EXERCISE → Please copy exactly the lines from the top of the data through the line containing "x=253, y=15", and nothing else.

Stored entries:

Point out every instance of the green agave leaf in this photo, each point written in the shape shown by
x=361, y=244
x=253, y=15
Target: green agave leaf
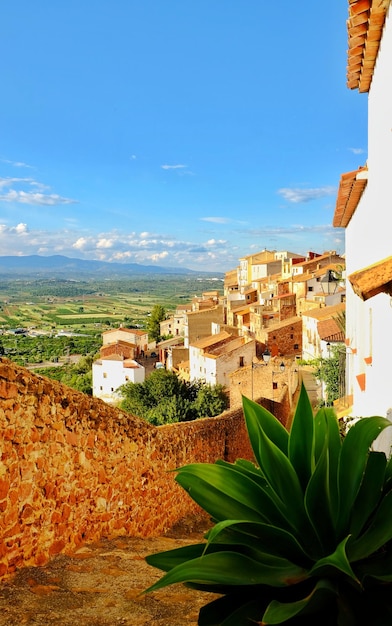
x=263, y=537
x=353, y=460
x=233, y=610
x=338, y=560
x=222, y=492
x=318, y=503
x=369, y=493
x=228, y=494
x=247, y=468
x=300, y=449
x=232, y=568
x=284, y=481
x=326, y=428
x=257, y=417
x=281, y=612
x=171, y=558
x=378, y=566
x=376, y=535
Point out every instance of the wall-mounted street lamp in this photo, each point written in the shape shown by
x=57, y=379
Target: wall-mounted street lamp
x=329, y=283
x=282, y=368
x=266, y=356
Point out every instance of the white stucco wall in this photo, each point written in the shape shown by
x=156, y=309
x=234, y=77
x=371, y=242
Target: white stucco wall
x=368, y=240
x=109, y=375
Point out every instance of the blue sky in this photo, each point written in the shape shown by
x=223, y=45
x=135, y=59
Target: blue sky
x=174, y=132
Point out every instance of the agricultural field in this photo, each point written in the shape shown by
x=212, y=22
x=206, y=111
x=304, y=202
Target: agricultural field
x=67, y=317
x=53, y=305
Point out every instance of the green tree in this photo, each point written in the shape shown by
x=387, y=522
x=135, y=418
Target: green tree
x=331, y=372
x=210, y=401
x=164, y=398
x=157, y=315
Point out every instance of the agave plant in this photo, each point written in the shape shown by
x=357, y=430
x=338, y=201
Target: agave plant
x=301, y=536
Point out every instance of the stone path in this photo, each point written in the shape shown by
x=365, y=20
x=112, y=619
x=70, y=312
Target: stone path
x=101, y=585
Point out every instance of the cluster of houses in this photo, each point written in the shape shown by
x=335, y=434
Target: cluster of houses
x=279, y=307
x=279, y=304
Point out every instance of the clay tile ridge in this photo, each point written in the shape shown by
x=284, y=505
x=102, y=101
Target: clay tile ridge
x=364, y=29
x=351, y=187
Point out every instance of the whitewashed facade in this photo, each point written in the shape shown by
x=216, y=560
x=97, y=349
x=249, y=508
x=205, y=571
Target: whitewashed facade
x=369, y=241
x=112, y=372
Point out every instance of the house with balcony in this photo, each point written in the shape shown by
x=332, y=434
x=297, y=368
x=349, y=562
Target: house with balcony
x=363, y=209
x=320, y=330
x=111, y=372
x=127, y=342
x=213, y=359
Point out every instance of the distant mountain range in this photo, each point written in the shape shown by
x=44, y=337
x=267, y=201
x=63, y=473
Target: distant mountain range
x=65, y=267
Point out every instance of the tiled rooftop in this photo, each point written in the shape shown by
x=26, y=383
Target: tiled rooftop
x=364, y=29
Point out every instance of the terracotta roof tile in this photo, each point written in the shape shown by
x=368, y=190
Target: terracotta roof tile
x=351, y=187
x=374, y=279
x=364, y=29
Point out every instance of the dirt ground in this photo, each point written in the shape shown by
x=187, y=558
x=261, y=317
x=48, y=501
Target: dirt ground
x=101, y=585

RESPONSE TO THE EXERCISE →
Point out every instance of the green agave leaf in this photo, each point written in the shape shown by
x=361, y=244
x=253, y=15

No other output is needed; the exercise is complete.